* [課題の目的]
小学校の歯科検診についての文章から、「先週、担当させていただいてい」から「織の異常などを診ていきます。」までの範囲を、その両端の語句も含めて一字も変えずに書き写してください。

* [読む文章]
____

先週、担当させていただいている小学校へ歯科検診に行ってきました。少子化とはいえ、ひと学年2~3クラスありますから150人くらいの数です。とても一回では診きれないので例年3回に分けて検診をしています。
診療と同じように正面からでなく頭上から診るスタイルで検診を行っています。私にとってはその方が奥の方までよく診えるからです。
検診で何を診ているのか
虫歯はもちろんなのですが、歯垢の付着状態、歯石の付着の有無、歯茎の腫れの有無上下の噛み合わせ、歯並びのガタガタ具合、顎関節の異常の有無、軟組織の異常などを診ていきます。
最近では口腔への意識も高くなっていて虫歯のない子供たちがほとんどです。

____

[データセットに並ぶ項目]
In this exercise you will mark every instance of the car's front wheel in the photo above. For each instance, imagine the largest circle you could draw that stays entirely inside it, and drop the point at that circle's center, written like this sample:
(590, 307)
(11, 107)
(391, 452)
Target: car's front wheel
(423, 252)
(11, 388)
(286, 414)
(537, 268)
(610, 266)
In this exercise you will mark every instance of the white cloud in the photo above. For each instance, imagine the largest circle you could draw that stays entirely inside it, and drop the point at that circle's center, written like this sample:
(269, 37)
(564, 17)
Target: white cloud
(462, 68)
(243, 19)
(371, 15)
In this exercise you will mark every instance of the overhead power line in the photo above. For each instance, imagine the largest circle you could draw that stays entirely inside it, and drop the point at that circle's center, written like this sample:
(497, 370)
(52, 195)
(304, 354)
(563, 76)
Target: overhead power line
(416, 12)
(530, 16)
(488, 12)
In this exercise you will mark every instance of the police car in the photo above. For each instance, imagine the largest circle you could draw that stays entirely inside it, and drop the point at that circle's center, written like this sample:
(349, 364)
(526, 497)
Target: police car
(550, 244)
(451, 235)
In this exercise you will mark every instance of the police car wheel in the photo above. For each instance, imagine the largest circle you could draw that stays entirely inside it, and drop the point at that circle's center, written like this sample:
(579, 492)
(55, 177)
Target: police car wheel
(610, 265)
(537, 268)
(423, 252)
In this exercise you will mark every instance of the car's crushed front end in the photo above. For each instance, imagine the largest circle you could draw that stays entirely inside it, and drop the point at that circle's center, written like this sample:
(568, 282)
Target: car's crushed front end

____

* [課題への回答]
先週、担当させていただいている小学校へ歯科検診に行ってきました。少子化とはいえ、ひと学年2~3クラスありますから150人くらいの数です。とても一回では診きれないので例年3回に分けて検診をしています。
診療と同じように正面からでなく頭上から診るスタイルで検診を行っています。私にとってはその方が奥の方までよく診えるからです。
検診で何を診ているのか
虫歯はもちろんなのですが、歯垢の付着状態、歯石の付着の有無、歯茎の腫れの有無上下の噛み合わせ、歯並びのガタガタ具合、顎関節の異常の有無、軟組織の異常などを診ていきます。